● **Questions**:
1. Answer these questions from the passage on title insurance, giving each answer on its own line:
(a) How much estimated risk exposure does the title insurance industry mitigate annually for home buyers?
(b) What is the title of First American's new white paper?
(c) What position does Mark Fleming hold at First American?
2. According to the passage on title insurance, why is the industry's curative work necessary? Answer in one to three sentences.
3. Continue the passage on title insurance, starting after its final sentence.
Selected passage: Begin
The title insurance industry mitigates more than $600 billion in estimated risk exposure annually for home buyers, according to a report from First American.
The data-driven analysis finds that the role of title professionals in maintaining reliable and accurate property ownership records dramatically reduces estimated risk exposure in real estate transactions.
The curative work conducted by the U.S. title insurance industry, which includes aggregating and organizing disparate sources of data affecting real property, identifying and remediating risks, and helping resolve errors in the public record, is necessary to clearly and reliably trade property rights and ownership in a real estate transaction, the firm concludes in a new white paper, “What is the Risk of Not Curating Property Ownership Records?”
This curative work helps reduce risk exposure not only for home buyers, but mortgage lenders and other participants in these transactions.
“The U.S. residential real estate market accounts for a significant share of the total economy, but it relies on a public good – reliable, accurate real property records – that the title insurance industry plays a critical, but largely misunderstood, role in maintaining,” says Mark Fleming, chief economist for First American. “It is the industry’s efforts to mitigate title risk exposure that maintains the reliability and accuracy of property ownership records underpinning the real estate economy. When the price of maintaining a smooth-functioning real estate economy is just pennies on the risk-dollar, do we really want to jeopardize that and risk diminishing the economic benefits it provides?”
Selected passage: End
Records supplied: Begin
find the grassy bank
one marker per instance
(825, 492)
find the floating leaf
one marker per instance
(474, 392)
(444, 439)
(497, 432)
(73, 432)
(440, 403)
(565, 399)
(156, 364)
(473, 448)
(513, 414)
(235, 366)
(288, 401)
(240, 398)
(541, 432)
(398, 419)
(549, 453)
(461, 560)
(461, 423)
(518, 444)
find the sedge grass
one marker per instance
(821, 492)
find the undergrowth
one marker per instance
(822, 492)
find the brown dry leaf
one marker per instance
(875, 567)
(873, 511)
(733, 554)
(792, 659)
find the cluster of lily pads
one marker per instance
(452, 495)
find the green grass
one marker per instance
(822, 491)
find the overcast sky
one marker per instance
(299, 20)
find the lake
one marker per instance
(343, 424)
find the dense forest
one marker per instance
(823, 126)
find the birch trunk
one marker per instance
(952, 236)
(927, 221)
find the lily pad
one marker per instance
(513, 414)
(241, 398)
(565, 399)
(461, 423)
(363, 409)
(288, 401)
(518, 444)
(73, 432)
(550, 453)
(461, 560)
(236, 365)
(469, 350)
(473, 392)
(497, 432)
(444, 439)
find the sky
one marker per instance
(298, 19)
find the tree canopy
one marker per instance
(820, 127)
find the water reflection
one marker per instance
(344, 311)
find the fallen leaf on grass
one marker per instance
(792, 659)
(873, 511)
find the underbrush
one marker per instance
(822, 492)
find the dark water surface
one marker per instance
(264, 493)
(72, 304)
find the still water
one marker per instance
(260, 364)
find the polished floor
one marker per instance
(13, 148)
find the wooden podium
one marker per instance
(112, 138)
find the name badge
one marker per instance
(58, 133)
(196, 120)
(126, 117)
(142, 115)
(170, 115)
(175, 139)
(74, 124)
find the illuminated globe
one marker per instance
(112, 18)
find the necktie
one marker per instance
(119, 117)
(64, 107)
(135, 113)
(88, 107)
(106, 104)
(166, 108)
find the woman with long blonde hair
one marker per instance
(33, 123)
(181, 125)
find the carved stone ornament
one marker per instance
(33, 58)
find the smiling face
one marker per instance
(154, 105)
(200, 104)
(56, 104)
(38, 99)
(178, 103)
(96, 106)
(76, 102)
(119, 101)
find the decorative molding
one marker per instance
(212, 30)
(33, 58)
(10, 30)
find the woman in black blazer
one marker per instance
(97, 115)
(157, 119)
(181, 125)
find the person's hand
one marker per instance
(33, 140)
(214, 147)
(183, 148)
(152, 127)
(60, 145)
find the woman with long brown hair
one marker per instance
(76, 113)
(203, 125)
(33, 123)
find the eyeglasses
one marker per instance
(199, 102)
Records supplied: End
● **Responses to the tasks**:
1.
(a) More than $600 billion
(b) “What is the Risk of Not Curating Property Ownership Records?”
(c) Chief economist

2. The curative work is necessary so that property rights and ownership can be traded clearly and reliably in a real estate transaction. This work includes aggregating and organizing disparate sources of data affecting real property, identifying and remediating risks, and helping resolve errors in the public record.

3.
The white paper reveals that, annually, prior to the pandemic, the title industry’s estimated pre-curative risk exposure ranged from $600 billion to $900 billion a year.
The firm’s research shows that the boom in sales and mortgage refinancing that came during the pandemic boosted the total estimated industry risk exposure to more than $1 trillion a year.
The white paper also shows how degradation over time of the public records, if not curated, will cause the marketability of title to become less clear and increase the burden of defending property rights in court.